» **TASKS TO COMPLETE**
- a) In the Wisconsin labor report summary below, list the things Joel Rogers says the administration treats as a higher priority than running a government that works for working people.
- b) According to the Wisconsin labor report summary below, what was Wisconsin's median wage in 2024?

High Road Strategy Center released its State of Working Wisconsin report for Labor Day this week. Clinical Associate Professor Laura Dresser, who is also the Associate Director of High Roads Strategy Center, is the lead author.
Key findings:
Wisconsin’s 2024 median wage – $25.01 per hour – reached a record high.
For the second year in a row, real wages (which take inflation into account) rose relatively quickly (up $1.40 per hour in the last two years).
Wisconsin’s jobs are growing half as fast as the national rate and 2025 growth has been weak.
Wisconsin has 2% more jobs than before the pandemic; the nation has added 5% to its job base over the same time. Wisconsin added just 1400 jobs each month in 2025.
Federal policies – pro-tariff, anti-immigrant, and anti-worker – are reshaping the economy, and Wisconsin workers will pay the price.
Tariffs increase prices, hostility toward immigrants hobbles labor market growth, and federal cuts to health care and other supports will hit Wisconsin’s low-wage workers particularly hard.
Wisconsin’s workers are losing the protection of unions at a rate that outstrips national and neighboring states.
In Wisconsin, union coverage collapsed from 14% to 7% from 2011-24. Over the same period, national unionization fell from 13% to 11%.
Immigrant workers make massive contributions to the Wisconsin economy.
Wisconsin’s 320,000 immigrants make up 7% of the state’s workforce, generate $23 billion in economic output, and contribute in every sector of our economy.
“The administration is forging a disturbing path,” said High Road Strategy Center Director Joel Rogers. “Busting unions, breaking our health care system, and delivering tax breaks to billionaires are a higher priority than actually running a government that works for working people.”

» **DATA PROVIDED**
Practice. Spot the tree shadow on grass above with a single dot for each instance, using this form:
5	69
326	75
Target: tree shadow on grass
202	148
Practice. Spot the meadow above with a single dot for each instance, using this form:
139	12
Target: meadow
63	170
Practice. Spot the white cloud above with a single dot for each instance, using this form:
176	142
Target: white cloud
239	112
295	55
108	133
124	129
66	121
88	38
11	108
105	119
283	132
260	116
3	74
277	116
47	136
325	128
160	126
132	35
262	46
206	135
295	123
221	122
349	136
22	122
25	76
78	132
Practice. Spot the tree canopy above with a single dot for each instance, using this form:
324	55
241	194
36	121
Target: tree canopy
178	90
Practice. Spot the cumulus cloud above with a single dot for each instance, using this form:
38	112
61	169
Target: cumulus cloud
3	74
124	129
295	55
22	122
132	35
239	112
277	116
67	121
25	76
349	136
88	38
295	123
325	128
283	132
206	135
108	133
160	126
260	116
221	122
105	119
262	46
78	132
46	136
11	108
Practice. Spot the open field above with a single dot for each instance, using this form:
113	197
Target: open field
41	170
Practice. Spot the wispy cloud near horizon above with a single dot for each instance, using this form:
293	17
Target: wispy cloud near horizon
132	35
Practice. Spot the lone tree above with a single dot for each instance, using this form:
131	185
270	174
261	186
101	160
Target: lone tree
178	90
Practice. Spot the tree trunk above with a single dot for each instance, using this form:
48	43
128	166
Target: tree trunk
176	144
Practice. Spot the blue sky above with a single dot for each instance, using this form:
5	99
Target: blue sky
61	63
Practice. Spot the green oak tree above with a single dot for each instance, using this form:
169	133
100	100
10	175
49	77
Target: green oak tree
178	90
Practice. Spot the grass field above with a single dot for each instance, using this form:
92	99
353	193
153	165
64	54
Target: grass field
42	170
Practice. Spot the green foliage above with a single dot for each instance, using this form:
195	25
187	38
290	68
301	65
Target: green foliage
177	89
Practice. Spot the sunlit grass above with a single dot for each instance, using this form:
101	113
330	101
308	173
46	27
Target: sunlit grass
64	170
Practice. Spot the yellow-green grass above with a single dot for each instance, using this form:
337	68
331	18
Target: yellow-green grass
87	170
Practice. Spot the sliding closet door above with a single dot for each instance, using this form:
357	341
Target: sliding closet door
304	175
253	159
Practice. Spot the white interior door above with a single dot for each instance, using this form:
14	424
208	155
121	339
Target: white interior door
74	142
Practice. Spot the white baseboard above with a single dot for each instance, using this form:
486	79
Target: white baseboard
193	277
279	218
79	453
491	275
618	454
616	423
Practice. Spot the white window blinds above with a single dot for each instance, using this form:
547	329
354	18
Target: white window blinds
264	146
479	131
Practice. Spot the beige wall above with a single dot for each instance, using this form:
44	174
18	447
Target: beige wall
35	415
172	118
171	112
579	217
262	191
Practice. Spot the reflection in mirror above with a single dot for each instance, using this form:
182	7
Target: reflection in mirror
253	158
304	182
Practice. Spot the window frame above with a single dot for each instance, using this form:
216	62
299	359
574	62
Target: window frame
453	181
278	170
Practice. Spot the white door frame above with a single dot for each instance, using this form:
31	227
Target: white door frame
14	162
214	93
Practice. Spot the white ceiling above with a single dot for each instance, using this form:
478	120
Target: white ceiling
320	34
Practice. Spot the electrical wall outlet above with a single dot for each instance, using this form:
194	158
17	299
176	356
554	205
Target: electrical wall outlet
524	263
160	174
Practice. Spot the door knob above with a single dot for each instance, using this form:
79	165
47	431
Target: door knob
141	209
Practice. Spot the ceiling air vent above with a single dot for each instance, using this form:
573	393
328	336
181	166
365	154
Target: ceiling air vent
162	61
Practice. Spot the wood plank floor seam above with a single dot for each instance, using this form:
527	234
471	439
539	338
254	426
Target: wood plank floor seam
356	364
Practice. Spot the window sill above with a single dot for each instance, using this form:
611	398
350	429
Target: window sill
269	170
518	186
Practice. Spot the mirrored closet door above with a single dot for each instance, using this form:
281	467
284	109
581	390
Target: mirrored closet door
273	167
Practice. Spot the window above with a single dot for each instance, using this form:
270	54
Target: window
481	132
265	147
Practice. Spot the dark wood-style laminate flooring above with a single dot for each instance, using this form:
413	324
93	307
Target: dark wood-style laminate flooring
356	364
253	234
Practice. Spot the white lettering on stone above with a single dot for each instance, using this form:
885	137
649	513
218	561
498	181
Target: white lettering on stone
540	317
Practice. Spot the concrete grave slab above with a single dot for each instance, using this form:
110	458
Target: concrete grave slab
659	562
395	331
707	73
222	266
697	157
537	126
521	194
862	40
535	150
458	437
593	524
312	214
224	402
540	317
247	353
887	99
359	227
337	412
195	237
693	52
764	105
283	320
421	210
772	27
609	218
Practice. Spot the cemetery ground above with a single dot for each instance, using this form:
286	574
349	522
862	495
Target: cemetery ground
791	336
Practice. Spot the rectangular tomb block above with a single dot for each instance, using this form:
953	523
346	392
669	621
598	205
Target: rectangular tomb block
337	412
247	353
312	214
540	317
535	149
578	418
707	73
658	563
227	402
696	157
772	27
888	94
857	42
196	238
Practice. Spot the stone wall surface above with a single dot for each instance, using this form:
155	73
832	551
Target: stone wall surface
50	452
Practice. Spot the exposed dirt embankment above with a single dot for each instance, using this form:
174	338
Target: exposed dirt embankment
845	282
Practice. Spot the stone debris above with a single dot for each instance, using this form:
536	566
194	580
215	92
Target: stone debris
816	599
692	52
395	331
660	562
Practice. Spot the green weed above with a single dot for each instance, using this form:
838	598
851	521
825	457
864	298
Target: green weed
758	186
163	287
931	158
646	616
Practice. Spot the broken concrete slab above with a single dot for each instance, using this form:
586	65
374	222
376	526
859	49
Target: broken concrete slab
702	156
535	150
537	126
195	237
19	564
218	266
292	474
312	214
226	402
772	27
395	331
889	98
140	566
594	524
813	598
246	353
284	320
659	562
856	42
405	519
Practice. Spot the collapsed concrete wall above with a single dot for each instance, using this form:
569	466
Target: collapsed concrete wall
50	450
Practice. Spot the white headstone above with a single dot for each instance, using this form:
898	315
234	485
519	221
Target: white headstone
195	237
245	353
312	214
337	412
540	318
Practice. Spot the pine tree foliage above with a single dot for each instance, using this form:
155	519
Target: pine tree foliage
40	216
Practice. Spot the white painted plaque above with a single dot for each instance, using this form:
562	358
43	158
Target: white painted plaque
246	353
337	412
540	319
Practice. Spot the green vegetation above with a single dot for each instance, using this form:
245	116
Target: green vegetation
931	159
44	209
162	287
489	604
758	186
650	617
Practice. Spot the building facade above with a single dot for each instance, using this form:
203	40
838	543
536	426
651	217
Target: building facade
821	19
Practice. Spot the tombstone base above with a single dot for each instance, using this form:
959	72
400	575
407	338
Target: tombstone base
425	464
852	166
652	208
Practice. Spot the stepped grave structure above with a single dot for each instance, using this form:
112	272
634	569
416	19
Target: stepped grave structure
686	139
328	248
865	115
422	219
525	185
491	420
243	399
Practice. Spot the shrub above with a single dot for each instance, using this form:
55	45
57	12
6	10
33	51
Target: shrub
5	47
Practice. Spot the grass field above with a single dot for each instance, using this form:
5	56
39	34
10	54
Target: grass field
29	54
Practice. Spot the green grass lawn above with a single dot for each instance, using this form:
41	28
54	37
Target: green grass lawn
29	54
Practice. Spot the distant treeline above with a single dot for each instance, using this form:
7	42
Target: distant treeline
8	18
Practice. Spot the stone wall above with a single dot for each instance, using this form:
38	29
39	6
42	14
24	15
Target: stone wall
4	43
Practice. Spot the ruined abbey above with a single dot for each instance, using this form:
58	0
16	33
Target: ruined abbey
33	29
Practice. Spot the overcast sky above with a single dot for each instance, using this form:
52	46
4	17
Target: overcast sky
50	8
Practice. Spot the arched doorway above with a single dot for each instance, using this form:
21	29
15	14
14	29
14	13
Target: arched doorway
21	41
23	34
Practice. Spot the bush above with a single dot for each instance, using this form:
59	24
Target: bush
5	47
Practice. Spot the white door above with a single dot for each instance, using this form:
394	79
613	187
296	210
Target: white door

» **WRITTEN RESPONSES**
- a)
- Busting unions
- Breaking our health care system
- Delivering tax breaks to billionaires

- b) $25.01 per hour, a record high.